» Document section:

Status: Postponed (maintainer needs more info) » Needs review
Grimreaper’s picture

Hello,

Thanks for the patch.

To test it would you please tell us which module you use to index multiple entity types into one index because as Izus, I can't see the "multiple" option.

screon’s picture

FileSize
33.45 KB

Hi,

As I said before, this seems to be default in search_api (at least in version 7x-1.16), you can see this in this simplytest sandbox: https://dmrr9.ply.st/

izus’s picture

code in #5 seems ok but i'll wait for some feedback from users that use it.

kbrinner’s picture

For those who don't see the multiple option, it's when you are creating a new index at admin/config/search/search_api/add_index, and selecting from the select list 'item type' - 'multiple types' is the last option. See the screenshot in comment #8.

rovo’s picture

Patch in #5 worked for me.

Prior to the patch, when creating a new index: I could select multiple types, pick fields, and choose File attachments from the Filters tab; but I was not able to extract the content from files that were attached to my custom entities.

After the patch, when creating a new index: I could select multiple types, pick fields, choose File attachments from the Filters tab; then I was able to select fields 'Attachment content: FIELD_NAME' as Fulltext types.

Thank you Screon!

frob’s picture

Status: Needs review » Needs work

This patch is made from the sites directory, it needs to be remade in the search_api_attachment's module root directory.

frob’s picture

Category: Support request » Bug report
FileSize
5.69 KB

I have rerolled the patch to just throw this submodule into the existing contrib. I haven't done a full review of the module but I can verify that it works when using multiple entity types, in my case I am using nodes and users.

Really I don't think a sub-module should be necessary to make it do this. This should just be a part of normal functionality and such I am also changing this to a bug report and not a support request.

frob’s picture

I have noticed that on multivalue fields only the last file is actually indexed, the rest are not.

frob’s picture

Status: Needs work » Needs review
FileSize
5.68 KB

I fixed the issue where only the last file's content are getting indexed.

rovo’s picture

frob, good catch on the multivalue. I've applied it and it's resolved that aspect for me.

Tested patch in #15

frob’s picture

@rovo, is the issue rtbc then?

izus’s picture

Status: Needs review » Reviewed & tested by the community

as of #16

  • izus committed 1150531 on 7.x-1.x authored by frob
    Issue #2596283 by frob, screon, izus, rovo, Grimreaper, kbrinner: No...
  • izus committed 1afd465 on 7.x-1.x
    Issue #2596283 by izus: List search_api_attachments_multiple_entities in...
izus’s picture

Status: Reviewed & tested by the community » Fixed

Thanks all
this is now merged

Status: Fixed » Closed (fixed)

Automatically closed - issue fixed for 2 weeks with no activity.

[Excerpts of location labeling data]
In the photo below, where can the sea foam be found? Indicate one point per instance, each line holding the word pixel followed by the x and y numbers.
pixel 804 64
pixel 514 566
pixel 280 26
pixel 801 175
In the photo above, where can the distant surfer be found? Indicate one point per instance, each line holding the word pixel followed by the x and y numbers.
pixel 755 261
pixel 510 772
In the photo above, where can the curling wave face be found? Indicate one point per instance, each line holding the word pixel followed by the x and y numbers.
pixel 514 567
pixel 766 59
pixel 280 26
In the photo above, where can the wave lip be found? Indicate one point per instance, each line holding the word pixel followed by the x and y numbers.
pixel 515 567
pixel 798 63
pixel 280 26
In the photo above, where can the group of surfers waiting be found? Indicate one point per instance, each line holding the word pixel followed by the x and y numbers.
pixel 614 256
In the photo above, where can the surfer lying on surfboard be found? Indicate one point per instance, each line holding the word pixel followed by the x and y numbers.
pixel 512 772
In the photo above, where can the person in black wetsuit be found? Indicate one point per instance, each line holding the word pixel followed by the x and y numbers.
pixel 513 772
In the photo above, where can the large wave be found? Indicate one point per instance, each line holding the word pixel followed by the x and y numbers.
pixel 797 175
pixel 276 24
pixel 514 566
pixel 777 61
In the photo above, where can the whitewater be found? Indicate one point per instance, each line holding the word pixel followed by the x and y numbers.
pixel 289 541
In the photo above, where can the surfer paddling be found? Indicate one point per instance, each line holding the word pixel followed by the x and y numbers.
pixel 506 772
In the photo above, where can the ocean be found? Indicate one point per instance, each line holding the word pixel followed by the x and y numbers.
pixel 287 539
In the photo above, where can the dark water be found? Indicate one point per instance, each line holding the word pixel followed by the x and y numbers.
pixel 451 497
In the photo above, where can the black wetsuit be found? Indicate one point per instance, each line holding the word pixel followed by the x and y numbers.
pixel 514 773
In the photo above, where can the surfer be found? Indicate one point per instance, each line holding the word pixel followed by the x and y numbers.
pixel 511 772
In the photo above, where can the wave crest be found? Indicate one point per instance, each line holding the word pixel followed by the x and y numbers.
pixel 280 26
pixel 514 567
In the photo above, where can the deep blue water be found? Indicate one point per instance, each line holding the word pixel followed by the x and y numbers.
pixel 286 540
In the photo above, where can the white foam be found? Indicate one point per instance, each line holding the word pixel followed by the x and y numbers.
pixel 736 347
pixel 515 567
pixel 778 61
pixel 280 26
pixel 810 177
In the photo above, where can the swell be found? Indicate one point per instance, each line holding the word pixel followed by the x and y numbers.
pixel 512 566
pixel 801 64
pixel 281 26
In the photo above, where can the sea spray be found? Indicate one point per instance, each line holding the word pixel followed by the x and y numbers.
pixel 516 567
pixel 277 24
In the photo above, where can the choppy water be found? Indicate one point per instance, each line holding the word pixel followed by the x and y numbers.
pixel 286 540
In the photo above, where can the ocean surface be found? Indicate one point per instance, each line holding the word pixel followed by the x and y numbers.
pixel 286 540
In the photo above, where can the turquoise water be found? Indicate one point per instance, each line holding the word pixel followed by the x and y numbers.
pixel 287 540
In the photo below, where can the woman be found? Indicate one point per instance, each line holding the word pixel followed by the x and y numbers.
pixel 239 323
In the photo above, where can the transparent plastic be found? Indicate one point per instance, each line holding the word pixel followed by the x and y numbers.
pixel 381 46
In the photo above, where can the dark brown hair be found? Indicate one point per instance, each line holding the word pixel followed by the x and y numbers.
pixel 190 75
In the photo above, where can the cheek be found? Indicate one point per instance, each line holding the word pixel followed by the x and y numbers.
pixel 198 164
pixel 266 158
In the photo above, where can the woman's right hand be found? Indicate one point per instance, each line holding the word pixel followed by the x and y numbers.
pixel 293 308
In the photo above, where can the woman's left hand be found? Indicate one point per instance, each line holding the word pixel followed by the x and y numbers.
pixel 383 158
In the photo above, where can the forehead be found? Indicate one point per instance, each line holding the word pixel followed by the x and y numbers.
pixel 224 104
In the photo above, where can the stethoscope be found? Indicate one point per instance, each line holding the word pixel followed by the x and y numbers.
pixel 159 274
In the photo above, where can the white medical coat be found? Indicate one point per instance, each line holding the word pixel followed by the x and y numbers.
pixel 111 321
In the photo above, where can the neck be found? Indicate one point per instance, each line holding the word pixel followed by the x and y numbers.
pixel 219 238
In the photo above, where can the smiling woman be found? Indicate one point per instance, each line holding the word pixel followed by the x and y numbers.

» Actions to take:
[a] In the issue thread, could you rewrite the passage between "Prior to the" and "as Fulltext types.", inclusive, changing "File attachments" to "Document attachments"?
[b] According to the issue thread, what problem did frob notice on multivalue fields?

» Responses to the exercise:
[a]
Prior to the patch, when creating a new index: I could select multiple types, pick fields, and choose Document attachments from the Filters tab; but I was not able to extract the content from files that were attached to my custom entities.

After the patch, when creating a new index: I could select multiple types, pick fields, choose Document attachments from the Filters tab; then I was able to select fields 'Attachment content: FIELD_NAME' as Fulltext types.

[b] Only the last file was actually indexed; the rest were not.